DATA PROVIDED:
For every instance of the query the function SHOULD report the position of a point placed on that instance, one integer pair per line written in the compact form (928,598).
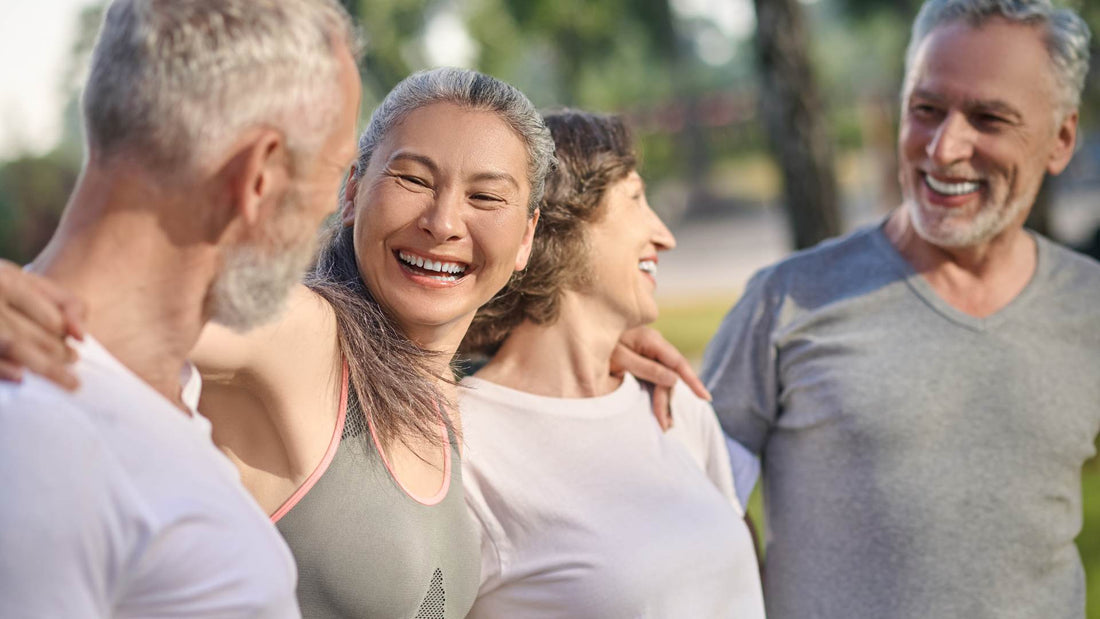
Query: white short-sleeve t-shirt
(117,504)
(587,509)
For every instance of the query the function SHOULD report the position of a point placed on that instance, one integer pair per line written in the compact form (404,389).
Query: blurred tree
(33,191)
(392,29)
(793,114)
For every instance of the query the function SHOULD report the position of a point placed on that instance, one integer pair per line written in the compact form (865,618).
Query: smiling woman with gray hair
(339,416)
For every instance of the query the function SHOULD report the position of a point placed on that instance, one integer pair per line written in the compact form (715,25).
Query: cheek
(499,234)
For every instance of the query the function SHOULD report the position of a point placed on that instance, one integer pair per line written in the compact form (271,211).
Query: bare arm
(648,355)
(35,317)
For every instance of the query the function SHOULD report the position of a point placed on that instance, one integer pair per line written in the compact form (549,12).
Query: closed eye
(413,179)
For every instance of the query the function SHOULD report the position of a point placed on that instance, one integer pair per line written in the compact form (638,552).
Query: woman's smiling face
(441,217)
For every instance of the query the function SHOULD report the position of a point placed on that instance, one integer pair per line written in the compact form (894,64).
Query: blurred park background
(766,125)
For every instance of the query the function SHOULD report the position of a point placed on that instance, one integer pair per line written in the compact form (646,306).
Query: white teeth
(428,264)
(952,188)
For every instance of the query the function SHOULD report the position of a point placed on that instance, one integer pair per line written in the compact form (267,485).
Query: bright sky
(35,36)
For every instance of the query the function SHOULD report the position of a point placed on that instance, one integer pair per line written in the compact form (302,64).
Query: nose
(953,141)
(442,219)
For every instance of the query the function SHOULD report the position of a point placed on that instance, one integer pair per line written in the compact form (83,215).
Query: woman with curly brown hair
(585,507)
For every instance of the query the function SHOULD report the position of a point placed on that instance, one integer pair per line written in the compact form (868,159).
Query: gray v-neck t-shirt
(917,462)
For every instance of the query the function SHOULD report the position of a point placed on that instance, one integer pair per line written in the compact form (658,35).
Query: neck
(978,279)
(568,358)
(143,284)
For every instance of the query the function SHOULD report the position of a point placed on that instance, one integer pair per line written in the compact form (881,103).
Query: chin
(963,230)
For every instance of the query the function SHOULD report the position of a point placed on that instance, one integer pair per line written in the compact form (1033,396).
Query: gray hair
(1065,33)
(468,89)
(175,81)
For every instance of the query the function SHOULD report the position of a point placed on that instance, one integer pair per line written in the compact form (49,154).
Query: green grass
(690,324)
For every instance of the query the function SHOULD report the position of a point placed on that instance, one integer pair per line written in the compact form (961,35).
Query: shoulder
(56,464)
(1069,265)
(817,273)
(694,416)
(36,417)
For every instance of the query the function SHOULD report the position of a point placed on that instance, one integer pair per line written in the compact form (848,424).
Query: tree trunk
(792,113)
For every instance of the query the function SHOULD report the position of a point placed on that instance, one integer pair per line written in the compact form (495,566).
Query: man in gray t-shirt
(923,393)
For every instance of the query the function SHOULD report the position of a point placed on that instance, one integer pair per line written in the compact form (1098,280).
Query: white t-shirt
(117,504)
(587,509)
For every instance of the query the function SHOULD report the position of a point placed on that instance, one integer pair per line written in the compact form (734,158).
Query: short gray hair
(175,81)
(468,89)
(1065,33)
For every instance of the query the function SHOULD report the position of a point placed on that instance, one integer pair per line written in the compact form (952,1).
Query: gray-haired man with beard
(923,393)
(218,132)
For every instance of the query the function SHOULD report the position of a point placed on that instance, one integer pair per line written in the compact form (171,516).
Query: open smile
(953,187)
(648,266)
(439,269)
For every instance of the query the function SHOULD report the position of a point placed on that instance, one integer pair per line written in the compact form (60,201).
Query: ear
(1066,143)
(259,175)
(525,247)
(348,207)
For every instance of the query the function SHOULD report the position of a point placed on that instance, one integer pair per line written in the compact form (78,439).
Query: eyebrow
(425,161)
(428,163)
(998,106)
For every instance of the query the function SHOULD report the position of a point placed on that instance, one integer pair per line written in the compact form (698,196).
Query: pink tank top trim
(329,454)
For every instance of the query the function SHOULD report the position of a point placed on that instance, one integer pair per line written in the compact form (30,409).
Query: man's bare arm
(648,355)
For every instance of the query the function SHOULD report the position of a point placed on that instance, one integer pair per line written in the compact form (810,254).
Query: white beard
(256,278)
(944,228)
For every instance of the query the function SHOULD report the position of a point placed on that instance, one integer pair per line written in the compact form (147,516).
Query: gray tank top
(365,548)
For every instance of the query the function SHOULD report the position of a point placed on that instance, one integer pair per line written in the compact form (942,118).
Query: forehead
(460,140)
(999,61)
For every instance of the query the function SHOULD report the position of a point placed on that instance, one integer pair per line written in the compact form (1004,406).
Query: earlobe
(1066,145)
(348,206)
(263,174)
(525,249)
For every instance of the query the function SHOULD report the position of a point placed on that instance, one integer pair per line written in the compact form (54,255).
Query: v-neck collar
(923,289)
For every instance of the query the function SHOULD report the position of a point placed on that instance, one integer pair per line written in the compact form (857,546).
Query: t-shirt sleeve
(63,539)
(739,366)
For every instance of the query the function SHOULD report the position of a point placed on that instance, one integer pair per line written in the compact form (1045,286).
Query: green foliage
(33,191)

WORK TO BE COMPLETED: Return the whole listing, word for word, and leave out every picture.

EXPECTED ANSWER:
For every instance of the query the function SHOULD report the position of a point placed on that instance, one integer pair per line written in the compact form (928,598).
Query: white short-sleeve t-shirt
(117,504)
(587,509)
For every instance of the query the function SHOULD report the position of a point placed on that instance, one integer pair per line written in the compact form (404,389).
Query: blurred tree
(33,191)
(392,29)
(793,114)
For every instance of the query the function SHOULD report the position of a point placed on that instance, one integer pair per line written in the compact form (865,618).
Query: smiling woman with gray hair
(339,416)
For every instance of the query the function SHOULD report the position of a point placed on that instance, one integer pair per line written in the compact form (715,25).
Query: cheek
(499,234)
For every instance of the query the function SHOULD report the position of a point placed on that instance, one integer pair per line written in the compact form (271,211).
Query: bare arm
(648,355)
(35,317)
For every instance of the query the function SHOULD report the position of a point placed on that instance, one integer pair per line written in the compact form (549,12).
Query: closed eye
(413,179)
For every instance of the query the function SHOULD report the position of a point placed on that instance, one integer pair per line written in the compact form (638,552).
Query: woman's smiling face
(441,217)
For every instance of the query the function SHOULD report the position of a point placed on that instance, one integer pair per line written in the compact form (894,64).
Query: blurred park background
(766,125)
For every instance of the query the function SHOULD report the position of a point placed on that instance, one integer pair per line written in the compact form (646,306).
Query: white teeth
(428,264)
(952,188)
For every instance of the query the function SHOULD report the position of a point placed on that instance, one integer pair per line written in the compact form (267,485).
Query: bright sky
(35,36)
For every instance of the query the function SHOULD report the position of a point placed on that instance, one integer pair per line written in the compact form (302,64).
Query: nose
(953,141)
(442,219)
For every instance of the query the function SHOULD report the position of a point placed on that instance, one integer pair per line written in the compact form (83,215).
Query: woman with curly brown hair
(585,507)
For every instance of the query the function SHOULD report the position of a point placed on that instance, one integer pair per line written in the compact form (868,159).
Query: gray v-neck t-shirt
(917,462)
For every instance of the query the function SHOULD report the position of a point placed on that instance, one integer pair per line written in the compact form (658,35).
Query: neck
(978,279)
(568,358)
(143,284)
For every instance of the query the function SHOULD report the position of a point placed on that instance, one integer pair per line written in the compact form (881,103).
Query: chin
(963,230)
For every instance of the query the function SHOULD report the position of a point placed on that instance, one integer pair per line written in the compact form (1033,396).
Query: gray hair
(1065,33)
(468,89)
(175,81)
For every instance of the query the function SHOULD report the position of a point placed on that instance, one integer pair per line written in the compact form (49,154).
Query: green grass
(690,324)
For every instance of the query the function SHOULD report the position of a point placed on that instance, one integer pair per line written in the compact form (961,35).
Query: shoulder
(56,464)
(1069,265)
(817,273)
(694,416)
(36,417)
For every instance of the query the function SHOULD report the position of a point placed on that instance, one integer pair per line written in the compact form (848,424).
Query: tree trunk
(792,113)
For every instance of the query the function SHOULD report the position of a point placed on that instance, one integer pair per line written in the compact form (495,566).
Query: man in gray t-shirt
(923,393)
For every instance of the query the function SHOULD report the position of a point placed on that instance, one integer pair per line written in the compact form (1098,280).
Query: white t-shirt
(117,504)
(587,509)
For every instance of the query the function SHOULD report the position of a point placed on that instance, one integer pair per line written in the compact form (734,158).
Query: short gray hair
(175,81)
(468,89)
(1065,33)
For every instance of the query the function SHOULD report the position of a point placed on that instance, one integer pair per line written in the compact form (952,1).
Query: gray-haired man with beard
(923,393)
(218,132)
For every instance of the query the function SHOULD report the position of a point placed on that instance, one integer pair per line written in the compact form (171,516).
Query: open smile
(953,187)
(648,266)
(439,269)
For every instance of the query the function SHOULD report the position of a point placed on that instance, one integer pair per line written in the compact form (60,201).
Query: ear
(1066,143)
(259,175)
(525,247)
(348,207)
For every instance of the query the function SHOULD report the position of a point placed on that instance, one integer pair per line written in the compact form (78,439).
Query: eyebrow
(425,161)
(428,163)
(998,106)
For every instance of the query the function SHOULD report the position of a point placed on that instance, one integer pair per line written in the compact form (698,196).
Query: pink tank top trim
(329,454)
For every instance of the query the function SHOULD report the position of a point placed on that instance, one integer pair per line written in the compact form (30,409).
Query: man's bare arm
(648,355)
For every instance of the query the function SHOULD report the position of a point placed on that instance, one integer pair per line written in the compact form (810,254).
Query: white beard
(256,278)
(944,228)
For every instance of the query the function SHOULD report the position of a point placed on that instance, one integer pair per line written in the compact form (147,516).
Query: gray tank top
(365,548)
For every instance of the query the function SHOULD report the position of a point placed on that instance, one integer pair per line written in the compact form (942,118).
Query: forehead
(460,140)
(999,61)
For every instance of the query the function SHOULD report the position of a point placed on that instance, one integer pair per line written in the compact form (1004,406).
Query: earlobe
(1066,145)
(348,206)
(263,174)
(525,249)
For every instance of the query the function SHOULD report the position of a point placed on that instance, one integer pair per line written in the compact form (54,255).
Query: v-neck collar
(923,289)
For every instance of the query the function SHOULD report the position of a point placed on that instance, one integer pair per line written in the compact form (857,546).
Query: t-shirt sleeve
(63,539)
(739,366)
For every instance of the query the function SHOULD report the position of a point placed on that instance, one integer pair per line written in the compact form (1045,286).
Query: green foliage
(33,191)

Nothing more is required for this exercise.